* **Input data**:

begin

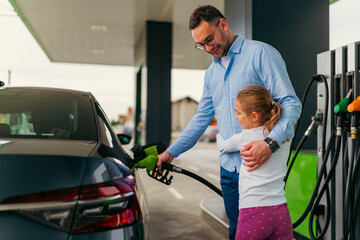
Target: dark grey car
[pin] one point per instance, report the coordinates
(63, 172)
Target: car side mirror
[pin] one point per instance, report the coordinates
(124, 139)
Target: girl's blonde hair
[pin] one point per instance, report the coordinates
(258, 99)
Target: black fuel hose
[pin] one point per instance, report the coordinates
(319, 78)
(173, 168)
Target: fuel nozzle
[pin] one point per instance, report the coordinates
(343, 104)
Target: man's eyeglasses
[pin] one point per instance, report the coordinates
(209, 41)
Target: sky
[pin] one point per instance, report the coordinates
(114, 86)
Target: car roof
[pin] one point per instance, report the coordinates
(47, 89)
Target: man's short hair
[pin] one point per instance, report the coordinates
(207, 13)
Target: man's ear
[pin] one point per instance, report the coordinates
(255, 116)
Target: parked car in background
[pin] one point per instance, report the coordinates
(63, 172)
(210, 134)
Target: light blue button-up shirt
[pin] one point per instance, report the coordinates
(251, 63)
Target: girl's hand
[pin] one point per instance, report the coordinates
(255, 154)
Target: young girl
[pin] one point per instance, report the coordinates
(263, 209)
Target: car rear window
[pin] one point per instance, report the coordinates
(29, 113)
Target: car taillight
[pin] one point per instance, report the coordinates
(96, 208)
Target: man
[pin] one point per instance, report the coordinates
(237, 63)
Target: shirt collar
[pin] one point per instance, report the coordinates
(234, 49)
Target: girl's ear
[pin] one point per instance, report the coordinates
(255, 116)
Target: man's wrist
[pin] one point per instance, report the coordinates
(273, 145)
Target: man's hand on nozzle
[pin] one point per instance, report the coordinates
(255, 154)
(164, 157)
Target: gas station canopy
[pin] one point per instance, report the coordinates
(106, 32)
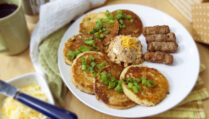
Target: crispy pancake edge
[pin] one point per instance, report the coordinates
(132, 95)
(77, 85)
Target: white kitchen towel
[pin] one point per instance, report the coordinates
(53, 16)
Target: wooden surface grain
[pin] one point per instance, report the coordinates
(12, 66)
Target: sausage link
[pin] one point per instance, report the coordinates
(169, 47)
(169, 37)
(156, 30)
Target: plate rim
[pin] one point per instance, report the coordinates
(116, 115)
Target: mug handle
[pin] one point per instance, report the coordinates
(2, 44)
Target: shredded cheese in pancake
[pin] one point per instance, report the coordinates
(13, 109)
(129, 42)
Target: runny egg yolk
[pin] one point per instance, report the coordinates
(129, 42)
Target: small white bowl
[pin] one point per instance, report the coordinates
(27, 79)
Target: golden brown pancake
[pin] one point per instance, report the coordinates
(89, 22)
(134, 29)
(75, 43)
(146, 96)
(84, 80)
(109, 96)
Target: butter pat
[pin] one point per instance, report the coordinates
(12, 109)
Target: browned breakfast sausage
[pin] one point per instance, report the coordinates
(162, 46)
(158, 57)
(156, 30)
(169, 37)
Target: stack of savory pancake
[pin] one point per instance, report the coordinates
(105, 58)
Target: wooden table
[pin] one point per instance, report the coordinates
(12, 66)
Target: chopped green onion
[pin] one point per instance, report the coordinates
(128, 16)
(130, 80)
(135, 83)
(119, 82)
(111, 84)
(138, 86)
(112, 79)
(121, 21)
(84, 48)
(93, 64)
(71, 54)
(111, 21)
(111, 16)
(130, 85)
(94, 74)
(137, 80)
(119, 16)
(96, 35)
(118, 88)
(107, 32)
(83, 61)
(122, 26)
(103, 29)
(135, 89)
(83, 67)
(151, 83)
(144, 81)
(101, 65)
(103, 75)
(119, 11)
(107, 12)
(89, 42)
(91, 58)
(91, 37)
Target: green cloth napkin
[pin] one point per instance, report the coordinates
(48, 60)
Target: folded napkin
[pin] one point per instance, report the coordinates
(53, 16)
(44, 47)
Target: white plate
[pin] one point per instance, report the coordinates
(182, 75)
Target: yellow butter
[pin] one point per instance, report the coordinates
(129, 42)
(12, 109)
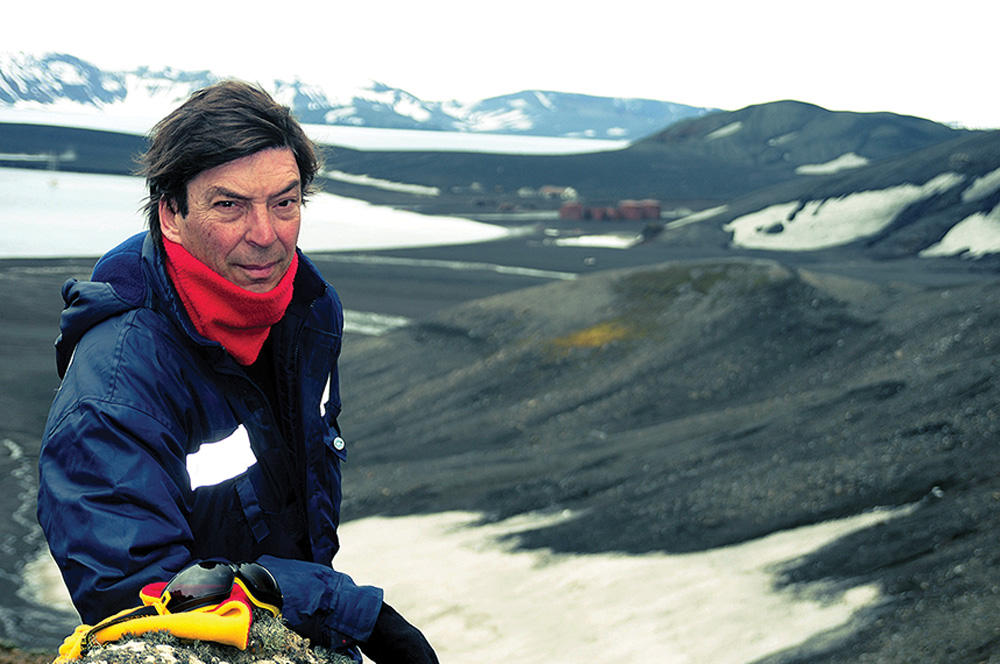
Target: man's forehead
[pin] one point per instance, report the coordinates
(267, 172)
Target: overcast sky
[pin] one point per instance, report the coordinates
(859, 55)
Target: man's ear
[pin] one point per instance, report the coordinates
(169, 225)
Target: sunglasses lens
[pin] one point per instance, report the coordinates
(260, 583)
(198, 585)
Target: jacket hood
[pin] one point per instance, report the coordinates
(116, 285)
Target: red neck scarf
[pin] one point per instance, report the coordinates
(238, 319)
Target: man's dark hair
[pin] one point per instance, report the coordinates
(218, 124)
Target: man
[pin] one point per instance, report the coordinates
(197, 417)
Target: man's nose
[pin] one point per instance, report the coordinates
(261, 227)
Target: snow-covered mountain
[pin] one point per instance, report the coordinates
(64, 83)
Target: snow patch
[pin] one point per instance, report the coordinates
(973, 237)
(378, 183)
(46, 214)
(728, 130)
(982, 186)
(841, 163)
(718, 606)
(603, 241)
(833, 222)
(700, 215)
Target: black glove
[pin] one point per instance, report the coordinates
(395, 641)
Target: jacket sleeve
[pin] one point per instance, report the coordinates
(115, 515)
(110, 510)
(323, 604)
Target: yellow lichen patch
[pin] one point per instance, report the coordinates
(595, 336)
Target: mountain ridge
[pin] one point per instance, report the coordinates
(57, 81)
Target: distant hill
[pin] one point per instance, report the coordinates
(68, 84)
(905, 206)
(693, 405)
(712, 158)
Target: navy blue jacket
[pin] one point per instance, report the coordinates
(143, 393)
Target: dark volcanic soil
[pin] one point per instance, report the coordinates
(675, 407)
(688, 406)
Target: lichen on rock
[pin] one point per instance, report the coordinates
(270, 643)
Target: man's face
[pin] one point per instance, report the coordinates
(243, 218)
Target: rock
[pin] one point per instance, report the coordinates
(270, 643)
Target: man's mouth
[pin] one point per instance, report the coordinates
(260, 270)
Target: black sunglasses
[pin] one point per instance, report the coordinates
(211, 581)
(203, 584)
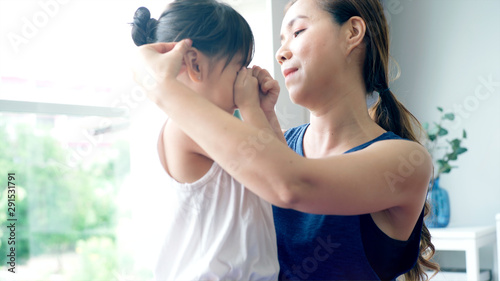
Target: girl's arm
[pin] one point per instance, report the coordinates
(387, 174)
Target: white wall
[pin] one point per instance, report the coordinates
(449, 54)
(264, 17)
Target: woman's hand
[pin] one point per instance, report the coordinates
(159, 62)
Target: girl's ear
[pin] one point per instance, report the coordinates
(356, 30)
(193, 65)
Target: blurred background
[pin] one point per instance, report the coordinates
(80, 136)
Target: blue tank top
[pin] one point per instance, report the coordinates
(327, 247)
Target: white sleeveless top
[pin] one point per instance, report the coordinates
(217, 230)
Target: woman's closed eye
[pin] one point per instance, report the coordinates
(296, 33)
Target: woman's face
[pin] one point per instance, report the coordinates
(310, 53)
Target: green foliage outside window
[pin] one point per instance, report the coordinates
(60, 211)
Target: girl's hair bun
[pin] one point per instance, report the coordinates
(143, 27)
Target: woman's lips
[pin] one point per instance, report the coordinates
(287, 72)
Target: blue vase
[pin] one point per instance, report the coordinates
(440, 206)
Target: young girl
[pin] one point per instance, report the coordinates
(351, 194)
(219, 230)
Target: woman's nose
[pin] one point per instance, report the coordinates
(283, 54)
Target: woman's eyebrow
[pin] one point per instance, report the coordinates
(291, 22)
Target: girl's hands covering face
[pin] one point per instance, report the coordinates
(256, 87)
(246, 89)
(269, 89)
(159, 62)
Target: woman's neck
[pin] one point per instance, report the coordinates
(339, 125)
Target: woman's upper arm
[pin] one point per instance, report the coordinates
(392, 173)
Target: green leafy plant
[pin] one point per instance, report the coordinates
(444, 152)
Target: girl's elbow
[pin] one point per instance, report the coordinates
(288, 196)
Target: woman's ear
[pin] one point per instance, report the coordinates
(356, 30)
(193, 65)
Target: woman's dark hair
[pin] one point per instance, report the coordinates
(215, 28)
(388, 112)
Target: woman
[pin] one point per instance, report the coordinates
(350, 199)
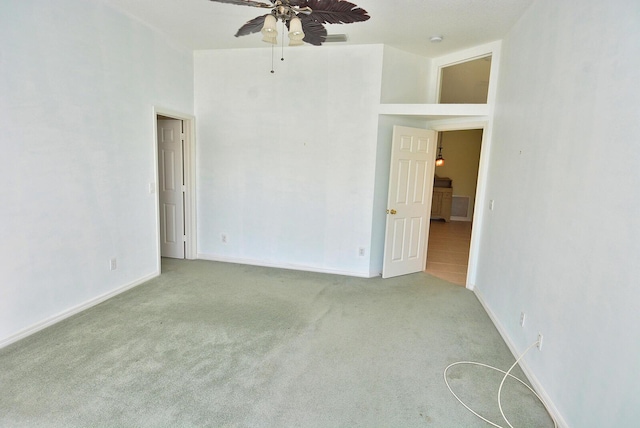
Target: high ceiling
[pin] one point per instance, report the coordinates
(404, 24)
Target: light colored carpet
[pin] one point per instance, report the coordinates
(224, 345)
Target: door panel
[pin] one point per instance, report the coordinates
(409, 202)
(171, 191)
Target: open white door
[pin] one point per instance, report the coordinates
(413, 154)
(171, 188)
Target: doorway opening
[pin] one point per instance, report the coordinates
(452, 210)
(175, 174)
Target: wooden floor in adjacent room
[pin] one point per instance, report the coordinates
(448, 250)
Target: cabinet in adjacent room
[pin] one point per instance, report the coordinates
(441, 203)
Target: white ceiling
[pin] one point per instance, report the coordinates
(404, 24)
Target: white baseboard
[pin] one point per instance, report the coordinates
(289, 266)
(72, 311)
(523, 364)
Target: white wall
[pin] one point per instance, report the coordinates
(78, 82)
(286, 161)
(405, 77)
(563, 242)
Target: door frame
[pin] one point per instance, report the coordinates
(189, 163)
(481, 188)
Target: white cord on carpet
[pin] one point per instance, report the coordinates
(506, 374)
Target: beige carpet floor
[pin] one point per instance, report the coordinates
(221, 345)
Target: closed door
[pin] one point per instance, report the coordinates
(409, 204)
(171, 188)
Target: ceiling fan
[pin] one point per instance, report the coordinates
(304, 19)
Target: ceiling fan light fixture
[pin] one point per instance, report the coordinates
(295, 30)
(272, 40)
(269, 30)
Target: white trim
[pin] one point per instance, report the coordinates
(289, 266)
(72, 311)
(190, 176)
(437, 64)
(523, 363)
(436, 110)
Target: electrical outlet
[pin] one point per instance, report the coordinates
(539, 345)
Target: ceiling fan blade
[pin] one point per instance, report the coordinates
(252, 26)
(335, 12)
(314, 32)
(246, 3)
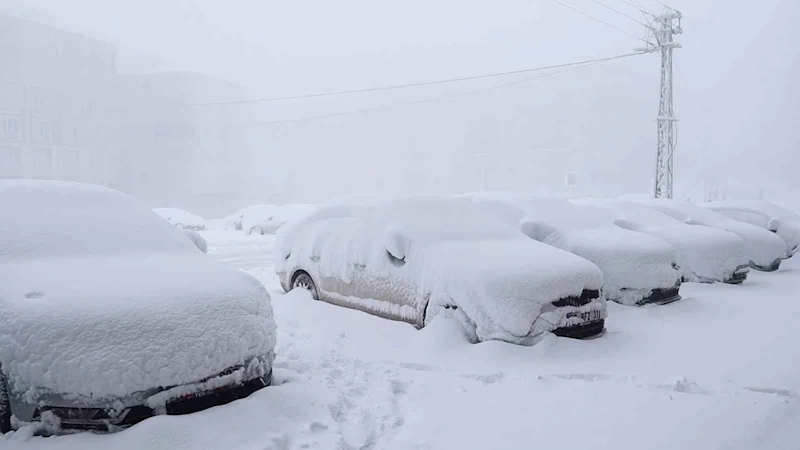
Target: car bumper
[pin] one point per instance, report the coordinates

end

* **Prompt**: Exactly reproduce the lines beginning at the one that contains "Target: high ceiling" and ending at the final line of the material, with the pictures left out.

* **The solution**:
Target: high ceiling
[pin] one point per instance, report the coordinates
(404, 24)
Target: light colored carpet
[pin] one point per instance, report the coordinates
(224, 345)
Target: door panel
[pin] one point per instance, report the coordinates
(409, 202)
(171, 191)
Target: open white door
[pin] one point per instance, report the coordinates
(413, 154)
(171, 188)
Target: doorway opening
[pin] one point per instance, report the coordinates
(452, 210)
(175, 174)
Target: wooden floor in adjacent room
[pin] one point per instance, report the coordinates
(448, 250)
Target: cabinet in adjacent room
[pin] one point per instance, report the coordinates
(441, 203)
Target: white ceiling
[pin] one point per instance, report the coordinates
(404, 24)
Target: white baseboard
[pin] one point per instance, report the coordinates
(289, 266)
(72, 311)
(523, 364)
Target: white wall
[pin] one point per instance, report the coordinates
(78, 82)
(286, 161)
(405, 77)
(563, 242)
Target: door frame
[pin] one point per instance, report the coordinates
(189, 163)
(481, 188)
Target: white cord on carpet
[pin] one point per instance, report the coordinates
(506, 374)
Target: beige carpet floor
[pin] one point per instance, report the coordinates
(221, 345)
Target: closed door
[pin] one point per instance, report the coordinates
(409, 204)
(171, 188)
Target: ceiling fan
[pin] one point per instance, report the coordinates
(304, 19)
Target: ceiling fan light fixture
[pin] one point per instance, report the coordinates
(295, 30)
(272, 40)
(269, 30)
Target: white trim
[pin] one point per instance, report the coordinates
(289, 266)
(72, 311)
(190, 176)
(437, 64)
(523, 363)
(436, 110)
Target: electrical outlet
[pin] one point per instance, report the coordinates
(539, 345)
Target: ceiling fan blade
[pin] one point per instance, report the coordinates
(252, 26)
(335, 12)
(314, 32)
(246, 3)
Target: car bumper
[pin] one point per instance, report the coordinates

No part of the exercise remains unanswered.